_EXTRAIT DU TEXTE_:
Des falaises relativement abruptes bordent principalement Mû, ce qui donne un avantage certain contre des éventuels assaillants. Plus loin dans les terres, l'Île du Crabe bénéficie de paysages variés et est parsemée de plusieurs bourgades. Des rizières au cœur des vallées, des forêts luxuriantes et des montagnes escarpées façonnent son relief. La partie de Calm Belt est nettement plus dangereuse en terme de faune et abrite un vieux sanctuaire. Par sécurité, les habitants sélectionnent l'autre zone plus facilement. Une fois par jour, se ressentant particulièrement dans les vals, un vent fort ayant donné son nom à l'île souffle l'espace d'un instant. Les villageois ont pris l'habitude d'arrêter leur activé à ce moment-là pour sentir la brise sur leur corps.

L'Ordre des Érudits, nommé aussi le Conseil des Cinq, constitue une petite communauté de têtes pensantes. D'une certaine manière, ce sont eux qui dirigent Mû. En fait, ce massif rocailleux s'interdit d'avoir un seul chef, d'où l'existence de ce cercle de vétérans. Refusant les coutumes de Wano Kuni, de Kanokuni ou d'autres pays similaires, les citoyens acceptent n'importe quelle personne qui souhaite apprendre un sport de combat. En effet, en plus de s'occuper dans les champs ou pour le bien de la communauté, beaucoup d'hommes et de femmes se perfectionnent dans un art martial. D'ailleurs, rares sont ces dernières qui préfèrent s'assigner aux tâches en rapport au foyer. Chaque année, des représentations et des duels sont organisés. De cette manière, en cas d'invasion, une bonne majorité des citoyens savent se défendre d'eux-mêmes et sont en quelque sorte des réservistes. Il n'existe pas de soldats dédiés à la protection ou la surveillance. Tout se repose sur le secours de chacun.

_CONSIGNE_: Prolongez la description de l'île de Mû en reprenant juste après sa dernière phrase.

_DONNÉES FOURNIES_:
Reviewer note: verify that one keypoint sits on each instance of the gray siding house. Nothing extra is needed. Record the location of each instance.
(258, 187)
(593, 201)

_RÉSULTAT DE L'EXERCICE_:
Et ces jours-ci, les habitants organisent des matchs pour valoriser leur art. Ce n'est seulement dans ces rares moments que les étrangers séjournent plus longtemps ici. En effet, certains viennent pour découvrir des nouveautés ou pour confronter leur savoir. Parfois, des combattants de l'Ile du Karaté tentent de montrer leur prouesse. D'ailleurs, une certaine rivalité existe entre les deux pays. Trois jours ont été consacrés aux démonstrations et aux duels des pratiquants de l'art du bâton, le bō-jutsu. Et des journées supplémentaires ont mis en avant ceux qui savent manier le sabre. Un étranger s'est fait parler de lui, ce qui intéresse particulièrement Akane.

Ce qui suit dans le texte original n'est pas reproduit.